What the exercise asks:
What is needed is an exact copy of the line with "# point at: man's right" and all lines that follow it in the entries below, the last line included.
____________
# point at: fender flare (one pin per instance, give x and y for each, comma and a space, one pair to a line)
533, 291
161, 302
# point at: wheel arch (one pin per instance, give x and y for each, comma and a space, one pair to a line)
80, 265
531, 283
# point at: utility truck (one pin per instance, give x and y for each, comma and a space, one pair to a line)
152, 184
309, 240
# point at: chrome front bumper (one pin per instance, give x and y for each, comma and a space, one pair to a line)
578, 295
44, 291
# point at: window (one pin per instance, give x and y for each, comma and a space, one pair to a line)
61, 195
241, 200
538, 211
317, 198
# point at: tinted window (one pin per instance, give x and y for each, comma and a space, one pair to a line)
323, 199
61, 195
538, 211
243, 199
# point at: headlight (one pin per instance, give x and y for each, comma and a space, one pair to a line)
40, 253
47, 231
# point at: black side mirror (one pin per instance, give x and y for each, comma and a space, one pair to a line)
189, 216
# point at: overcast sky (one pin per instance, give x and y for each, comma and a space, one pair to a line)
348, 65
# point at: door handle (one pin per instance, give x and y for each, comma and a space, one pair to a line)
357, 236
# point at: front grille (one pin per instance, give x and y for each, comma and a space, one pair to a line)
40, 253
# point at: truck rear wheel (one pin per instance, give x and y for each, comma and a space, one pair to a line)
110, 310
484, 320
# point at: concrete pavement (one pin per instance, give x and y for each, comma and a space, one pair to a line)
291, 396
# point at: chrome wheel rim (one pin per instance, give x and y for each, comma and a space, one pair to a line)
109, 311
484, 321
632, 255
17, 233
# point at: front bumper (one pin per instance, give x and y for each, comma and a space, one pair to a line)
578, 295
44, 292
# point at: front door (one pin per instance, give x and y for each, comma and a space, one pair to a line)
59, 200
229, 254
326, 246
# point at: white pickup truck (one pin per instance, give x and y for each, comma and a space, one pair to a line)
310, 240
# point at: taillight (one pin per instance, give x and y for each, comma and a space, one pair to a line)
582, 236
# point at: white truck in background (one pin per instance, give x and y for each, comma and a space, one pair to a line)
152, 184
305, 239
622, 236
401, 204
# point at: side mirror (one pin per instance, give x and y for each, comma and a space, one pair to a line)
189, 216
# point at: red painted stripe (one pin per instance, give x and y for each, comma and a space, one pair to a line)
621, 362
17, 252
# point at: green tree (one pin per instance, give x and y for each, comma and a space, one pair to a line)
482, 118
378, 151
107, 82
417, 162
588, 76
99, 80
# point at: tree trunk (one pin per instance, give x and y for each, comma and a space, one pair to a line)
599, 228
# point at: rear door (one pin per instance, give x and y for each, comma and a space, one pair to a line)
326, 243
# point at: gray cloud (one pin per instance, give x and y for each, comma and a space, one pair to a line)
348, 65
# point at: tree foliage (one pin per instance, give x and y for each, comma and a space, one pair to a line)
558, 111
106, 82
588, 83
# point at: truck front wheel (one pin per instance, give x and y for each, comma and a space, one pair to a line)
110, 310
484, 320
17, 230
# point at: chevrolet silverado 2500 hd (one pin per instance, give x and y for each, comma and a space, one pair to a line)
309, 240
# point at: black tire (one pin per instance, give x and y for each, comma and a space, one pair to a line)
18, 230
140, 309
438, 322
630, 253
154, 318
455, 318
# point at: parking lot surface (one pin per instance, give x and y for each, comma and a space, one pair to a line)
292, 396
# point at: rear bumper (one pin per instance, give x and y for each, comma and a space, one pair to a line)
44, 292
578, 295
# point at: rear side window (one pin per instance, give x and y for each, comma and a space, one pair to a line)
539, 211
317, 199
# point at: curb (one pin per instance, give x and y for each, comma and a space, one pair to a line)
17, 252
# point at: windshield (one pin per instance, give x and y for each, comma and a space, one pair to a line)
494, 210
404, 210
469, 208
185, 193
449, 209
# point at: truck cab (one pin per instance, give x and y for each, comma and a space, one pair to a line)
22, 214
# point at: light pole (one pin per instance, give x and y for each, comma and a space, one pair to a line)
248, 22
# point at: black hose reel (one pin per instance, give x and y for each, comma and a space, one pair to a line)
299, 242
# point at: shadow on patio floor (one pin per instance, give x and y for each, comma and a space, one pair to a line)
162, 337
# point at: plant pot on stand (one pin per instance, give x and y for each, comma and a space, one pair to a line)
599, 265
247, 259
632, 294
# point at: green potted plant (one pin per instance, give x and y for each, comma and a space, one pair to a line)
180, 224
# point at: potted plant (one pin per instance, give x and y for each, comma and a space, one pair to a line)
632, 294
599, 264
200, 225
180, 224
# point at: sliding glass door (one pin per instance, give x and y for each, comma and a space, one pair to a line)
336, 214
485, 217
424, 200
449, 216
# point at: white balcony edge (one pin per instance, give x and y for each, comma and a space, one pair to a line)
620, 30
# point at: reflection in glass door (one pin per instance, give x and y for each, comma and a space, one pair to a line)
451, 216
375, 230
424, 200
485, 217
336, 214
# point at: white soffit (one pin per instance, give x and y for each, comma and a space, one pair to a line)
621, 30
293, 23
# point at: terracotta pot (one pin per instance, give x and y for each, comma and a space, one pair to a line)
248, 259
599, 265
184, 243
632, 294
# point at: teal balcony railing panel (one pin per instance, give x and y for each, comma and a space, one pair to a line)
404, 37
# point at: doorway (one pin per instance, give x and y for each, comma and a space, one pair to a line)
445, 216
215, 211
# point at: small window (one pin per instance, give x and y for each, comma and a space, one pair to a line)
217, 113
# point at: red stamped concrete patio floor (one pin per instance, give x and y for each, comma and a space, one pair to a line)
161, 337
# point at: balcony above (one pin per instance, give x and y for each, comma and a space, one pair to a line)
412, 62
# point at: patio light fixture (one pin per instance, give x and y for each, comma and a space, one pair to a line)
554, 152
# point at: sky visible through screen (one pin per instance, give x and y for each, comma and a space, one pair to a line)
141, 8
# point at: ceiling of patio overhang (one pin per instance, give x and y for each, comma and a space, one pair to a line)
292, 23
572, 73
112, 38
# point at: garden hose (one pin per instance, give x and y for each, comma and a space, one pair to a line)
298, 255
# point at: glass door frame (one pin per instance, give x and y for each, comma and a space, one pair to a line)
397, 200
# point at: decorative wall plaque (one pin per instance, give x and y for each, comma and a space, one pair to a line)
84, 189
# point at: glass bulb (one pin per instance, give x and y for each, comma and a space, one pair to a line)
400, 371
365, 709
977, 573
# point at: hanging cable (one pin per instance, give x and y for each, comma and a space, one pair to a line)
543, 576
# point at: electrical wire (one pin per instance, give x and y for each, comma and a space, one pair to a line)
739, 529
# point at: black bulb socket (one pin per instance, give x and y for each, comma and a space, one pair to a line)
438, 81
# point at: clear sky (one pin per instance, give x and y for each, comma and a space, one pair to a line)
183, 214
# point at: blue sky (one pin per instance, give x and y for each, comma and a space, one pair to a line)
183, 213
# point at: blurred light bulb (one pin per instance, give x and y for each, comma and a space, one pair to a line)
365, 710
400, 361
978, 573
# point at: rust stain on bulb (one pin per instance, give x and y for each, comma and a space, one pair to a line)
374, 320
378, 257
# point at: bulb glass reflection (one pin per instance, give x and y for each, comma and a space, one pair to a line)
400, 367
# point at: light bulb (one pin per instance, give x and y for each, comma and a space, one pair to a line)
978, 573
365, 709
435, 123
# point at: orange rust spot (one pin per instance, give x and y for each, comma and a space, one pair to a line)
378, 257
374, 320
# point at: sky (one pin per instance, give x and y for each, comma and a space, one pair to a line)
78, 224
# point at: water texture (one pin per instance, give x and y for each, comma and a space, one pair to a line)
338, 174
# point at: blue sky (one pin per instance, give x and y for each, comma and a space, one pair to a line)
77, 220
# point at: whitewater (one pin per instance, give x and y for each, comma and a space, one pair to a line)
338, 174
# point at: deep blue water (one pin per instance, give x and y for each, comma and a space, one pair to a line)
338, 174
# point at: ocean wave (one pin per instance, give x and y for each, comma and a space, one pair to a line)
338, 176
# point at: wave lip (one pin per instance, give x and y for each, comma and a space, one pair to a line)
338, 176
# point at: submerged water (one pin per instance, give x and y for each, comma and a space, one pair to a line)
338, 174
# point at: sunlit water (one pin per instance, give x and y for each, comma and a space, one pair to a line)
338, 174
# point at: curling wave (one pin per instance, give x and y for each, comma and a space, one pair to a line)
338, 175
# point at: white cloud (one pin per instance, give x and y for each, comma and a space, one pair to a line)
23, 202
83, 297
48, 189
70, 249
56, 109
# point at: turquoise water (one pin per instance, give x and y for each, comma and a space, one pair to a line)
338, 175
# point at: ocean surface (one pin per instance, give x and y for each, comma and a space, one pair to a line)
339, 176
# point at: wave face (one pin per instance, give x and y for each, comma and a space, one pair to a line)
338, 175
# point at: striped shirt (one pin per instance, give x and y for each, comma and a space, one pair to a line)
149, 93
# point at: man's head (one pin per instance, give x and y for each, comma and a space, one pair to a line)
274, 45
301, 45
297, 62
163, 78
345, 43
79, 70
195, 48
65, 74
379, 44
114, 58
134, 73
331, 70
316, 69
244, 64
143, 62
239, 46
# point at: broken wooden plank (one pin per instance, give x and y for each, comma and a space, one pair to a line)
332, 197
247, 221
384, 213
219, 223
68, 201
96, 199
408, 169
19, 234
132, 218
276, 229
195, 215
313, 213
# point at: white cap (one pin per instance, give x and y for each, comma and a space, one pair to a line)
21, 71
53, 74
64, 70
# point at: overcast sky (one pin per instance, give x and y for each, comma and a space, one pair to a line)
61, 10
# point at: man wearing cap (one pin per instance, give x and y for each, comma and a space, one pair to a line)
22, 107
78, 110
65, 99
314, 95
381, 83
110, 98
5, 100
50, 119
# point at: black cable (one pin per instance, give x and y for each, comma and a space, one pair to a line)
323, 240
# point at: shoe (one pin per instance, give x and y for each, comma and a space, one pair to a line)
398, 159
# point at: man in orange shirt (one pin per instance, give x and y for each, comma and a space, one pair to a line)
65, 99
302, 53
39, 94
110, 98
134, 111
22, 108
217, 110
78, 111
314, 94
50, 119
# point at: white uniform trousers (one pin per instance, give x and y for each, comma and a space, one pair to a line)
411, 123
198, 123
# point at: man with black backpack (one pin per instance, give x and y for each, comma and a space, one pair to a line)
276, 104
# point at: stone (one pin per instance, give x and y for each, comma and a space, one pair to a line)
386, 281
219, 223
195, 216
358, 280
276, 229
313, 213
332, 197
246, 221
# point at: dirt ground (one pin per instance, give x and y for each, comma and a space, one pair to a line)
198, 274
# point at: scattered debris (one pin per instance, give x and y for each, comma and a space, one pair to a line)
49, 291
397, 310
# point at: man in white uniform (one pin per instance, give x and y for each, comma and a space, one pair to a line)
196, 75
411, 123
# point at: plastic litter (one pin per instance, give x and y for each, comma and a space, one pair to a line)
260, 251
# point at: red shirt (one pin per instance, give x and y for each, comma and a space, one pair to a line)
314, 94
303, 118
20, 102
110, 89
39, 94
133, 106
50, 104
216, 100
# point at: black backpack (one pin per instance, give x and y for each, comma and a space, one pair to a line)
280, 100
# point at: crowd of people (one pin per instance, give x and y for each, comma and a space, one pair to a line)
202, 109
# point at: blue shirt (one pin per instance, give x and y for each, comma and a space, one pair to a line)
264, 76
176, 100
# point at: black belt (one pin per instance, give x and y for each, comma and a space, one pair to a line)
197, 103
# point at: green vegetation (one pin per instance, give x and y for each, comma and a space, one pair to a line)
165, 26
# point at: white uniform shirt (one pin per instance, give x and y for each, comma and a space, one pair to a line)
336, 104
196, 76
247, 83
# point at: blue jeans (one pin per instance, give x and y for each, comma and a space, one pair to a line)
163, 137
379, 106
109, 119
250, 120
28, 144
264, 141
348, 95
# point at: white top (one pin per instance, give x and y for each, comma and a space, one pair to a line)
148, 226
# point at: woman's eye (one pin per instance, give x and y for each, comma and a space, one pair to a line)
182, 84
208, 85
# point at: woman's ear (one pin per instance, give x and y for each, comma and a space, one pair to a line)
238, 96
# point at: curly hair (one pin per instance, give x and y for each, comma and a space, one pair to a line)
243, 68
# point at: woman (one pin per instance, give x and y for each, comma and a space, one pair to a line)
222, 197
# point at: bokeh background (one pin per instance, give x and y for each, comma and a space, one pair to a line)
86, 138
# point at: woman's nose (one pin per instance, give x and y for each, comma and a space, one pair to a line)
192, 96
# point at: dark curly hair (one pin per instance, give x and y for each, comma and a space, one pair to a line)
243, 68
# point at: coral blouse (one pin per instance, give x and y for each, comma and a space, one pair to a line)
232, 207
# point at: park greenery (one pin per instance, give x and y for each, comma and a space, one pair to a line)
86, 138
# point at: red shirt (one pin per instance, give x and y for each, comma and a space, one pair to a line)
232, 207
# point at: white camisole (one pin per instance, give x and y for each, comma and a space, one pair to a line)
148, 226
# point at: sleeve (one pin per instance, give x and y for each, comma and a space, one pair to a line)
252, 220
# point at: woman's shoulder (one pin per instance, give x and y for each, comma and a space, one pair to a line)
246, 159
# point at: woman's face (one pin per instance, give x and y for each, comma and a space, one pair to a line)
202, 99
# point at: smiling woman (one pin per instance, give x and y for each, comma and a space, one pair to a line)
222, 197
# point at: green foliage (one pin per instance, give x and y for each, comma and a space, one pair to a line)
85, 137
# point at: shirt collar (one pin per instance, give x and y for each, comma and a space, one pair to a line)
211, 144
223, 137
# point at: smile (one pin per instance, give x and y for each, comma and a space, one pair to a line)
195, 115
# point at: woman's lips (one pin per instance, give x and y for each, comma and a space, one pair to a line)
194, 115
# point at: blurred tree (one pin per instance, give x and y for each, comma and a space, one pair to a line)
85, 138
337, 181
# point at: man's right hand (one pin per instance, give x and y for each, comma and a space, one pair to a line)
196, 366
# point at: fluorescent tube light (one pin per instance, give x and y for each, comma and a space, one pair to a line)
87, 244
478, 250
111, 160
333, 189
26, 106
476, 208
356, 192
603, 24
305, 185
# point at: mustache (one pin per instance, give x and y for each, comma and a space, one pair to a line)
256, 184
____________
Output for this task:
# point at: man's right hand (one pin per instance, give x and y for each, comma and a space, one pair to a line)
196, 366
# point at: fluorescent tube light (one pin per instance, give x and y for each, comma and a space, one pair to a line)
87, 244
478, 250
111, 160
333, 189
26, 106
476, 208
356, 192
603, 24
305, 185
# point at: mustache (one pin per instance, give x and y for each, comma and a space, one pair to a line)
256, 184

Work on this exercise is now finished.